* **Aufgaben**:
a) Beantworten Sie anhand des Textauszugs über Angstlust im Film die folgenden Fragen:
(i) Wodurch wird in Psycho ein Entfremdungseffekt erzielt?
(ii) Was steuert die Perzeption des Zusehers?
(iii) Was bestimmt die hervorgerufenen Emotionen?
b) Fassen Sie den Absatz des Textauszugs über Angstlust, der mit „Angstlust, also das Vergnügen“ beginnt, als Aufzählung zusammen und behalten Sie dabei seine wesentlichen Aussagen bei.
c) Führen Sie den Text über Angstlust, Humor und Aggression in Erzählungen ab dem letzten vorhandenen Satz weiter.

* **Textauszug**:
◇ ◇ ◇ ◇

Angstlust, also das Vergnügen daran sich freiwillig in Situationen zu begeben, in denen Angst empfunden wird, wird von Filmen durch verschiedene Erzählstrategien besonders gefördert. In Psycho wird beispielsweise schon durch die schwarz-weiß Bilder ein Entfremdungseffekt erzielt. Bestimmte Kameraperspektiven steuern die Perzeption des Zusehers. Die Inszenierung und besonders die Filmmusik machen die Erzählung eigentlich erst Angsteinflößend. Dabei wird geschickt mit erzählerischen Steigerungen gespielt, die üblicherweise zu Horrormomenten führen, ohne dass diese Erwartung dann eingelöst wird.

Humor und Aggression

Nach Propp und Jolles haben einfache Formen bestimmte Emotionen zugeordnet. Die Oberflächenstruktur der Erzählung bestimmt die hervorgerufenen Emotionen.

◇ ◇ ◇ ◇

* **Bereitgestelltes Material**:
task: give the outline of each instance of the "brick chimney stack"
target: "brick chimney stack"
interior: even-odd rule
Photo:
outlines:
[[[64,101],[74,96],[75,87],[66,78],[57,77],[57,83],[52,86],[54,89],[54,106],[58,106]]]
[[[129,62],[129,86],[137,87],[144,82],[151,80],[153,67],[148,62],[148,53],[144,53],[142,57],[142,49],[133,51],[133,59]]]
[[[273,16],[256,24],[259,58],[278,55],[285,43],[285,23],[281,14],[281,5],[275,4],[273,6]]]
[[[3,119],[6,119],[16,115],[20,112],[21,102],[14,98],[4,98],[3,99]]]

◇ ◇ ◇ ◇

* **Lösungen zu Aufgaben**:
a)
(i) Durch die Schwarz-Weiß-Bilder.
(ii) Bestimmte Kameraperspektiven.
(iii) Die Oberflächenstruktur der Erzählung.

b)
- Angstlust ist das Vergnügen, sich freiwillig in Situationen zu begeben, in denen Angst empfunden wird. Filme fördern sie durch verschiedene Erzählstrategien.
- In Psycho erzielen bereits die Schwarz-Weiß-Bilder einen Entfremdungseffekt.
- Bestimmte Kameraperspektiven steuern die Perzeption des Zusehers.
- Die Inszenierung und vor allem die Filmmusik machen die Erzählung erst angsteinflößend.
- Der Film spielt mit erzählerischen Steigerungen, die üblicherweise zu Horrormomenten führen, ohne diese Erwartung einzulösen.

c)
Das Kategorisieren von Erzählgattungen und die dadurch hervorgerufenen Erwartungen hat also eine gewisse Tradition

Bambi war 1942 der erste abendfüllende Tierfilm. Bambi meets Godzilla von 1963 wird bist heute auf der Liste der 50 besten je gemachten Cartoons geführt. Was auch die Menge der davon inspirierten Kurzfilme beweist.

Lachen gehört zu den Emotionen, die Menschen zu Menschen macht. Es ist eine „physische Reaktion auf eine kognitive Erfahrung“. Menschen lachen über Dinge, die ihnen Spass machen, um Konflikte abzuwenden, aus Erleichterung nach Angstsituationen. Lachen kann jedoch auch eine Drohgebärde sein oder Überlegenheit demonstrieren.

Verschiedene Wissenschaftler haben sich theoretisch mit dem Lachen auseinandergesetzt. Henri Bergson versuchte um 1900 eine Theorie des Komischen aufzustellen. Michail Bachtin hat mit seinen Forschungen zum Karneval Mitte des 20. Jahrhunderts das anarchische Potential von Lachen und Humor untersucht. Er stellt den Karneval als Zeit der sozialen Umkehr und der möglichen Tabuverletzungen heraus. Freud dagegen hat sich mit dem Witz als spezifischer Erzählgattung beschäftigt.

Humor wird seit dem 18. Jahrhundert ausgehend von England zur grundsätzlichen Einstellung gegenüber der Welt. Er bildet dabei einen psychischen Ausgleich. Die Fähigkeit Dinge mit Humor zu nehmen ist im Gegensatz zum Lachen allerdings nicht angeboren.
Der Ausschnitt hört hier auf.